Filling in the Blanks of Schizophrenia

Schizophrenia is a disease of many known and many unknown variables. For researchers, the general public, people living with the disease, and their loved ones, these knowns and unknowns can be very frustrating. Everyday, people question how schizophrenia develops, what is happening in the brain, how to treat it, and how much it impacts daily life.

The Known

Affecting about 2.6 million adults in the United States, schizophrenia is a mental disorder that presents in a person’s late teens to early 20s. With schizophrenia, there are often positive, negative, and cognitive symptoms. Positive symptoms often respond well to anti-psychotic medication and include hallucinations, delusions, and disordered thoughts and speech. Negative symptoms are more difficult to treat and include lack of emotion, decreased motivation, inability to experience pleasure and other similar mood changes. Cognitive deficits from schizophrenia are considered to be the core of the disease and are associated with troubles with memory, information processing, and decision making skills.
Learning about and witnessing this crippling disorder make the scientific and general communities interested in how to prevent and/or cure schizophrenia. It is known that dopamine, an excitatory neurotransmitter, levels are high in people with schizophrenia and dopamine excess is the target of many anti-psychotics which helps with the positive symptoms explained above. One major problem with the treatment for schizophrenia is that it is very difficult to treat the negative and cognitive symptoms The slowed advancements in this field are the result of the lack of understanding exactly how this disease impacts the brain. With the inability to fully understand the disease comes the inability to treat or prevent it.

****

• **WHAT THIS TASK INVOLVES**
Copy word for word everything in the schizophrenia passage above, from "Learning about and" down to "or prevent it.".

****

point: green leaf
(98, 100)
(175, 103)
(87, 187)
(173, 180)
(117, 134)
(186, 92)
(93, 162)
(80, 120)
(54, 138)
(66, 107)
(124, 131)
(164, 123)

****

• **RESPONSE TO THE EXERCISE**
Learning about and witnessing this crippling disorder make the scientific and general communities interested in how to prevent and/or cure schizophrenia. It is known that dopamine, an excitatory neurotransmitter, levels are high in people with schizophrenia and dopamine excess is the target of many anti-psychotics which helps with the positive symptoms explained above. One major problem with the treatment for schizophrenia is that it is very difficult to treat the negative and cognitive symptoms The slowed advancements in this field are the result of the lack of understanding exactly how this disease impacts the brain. With the inability to fully understand the disease comes the inability to treat or prevent it.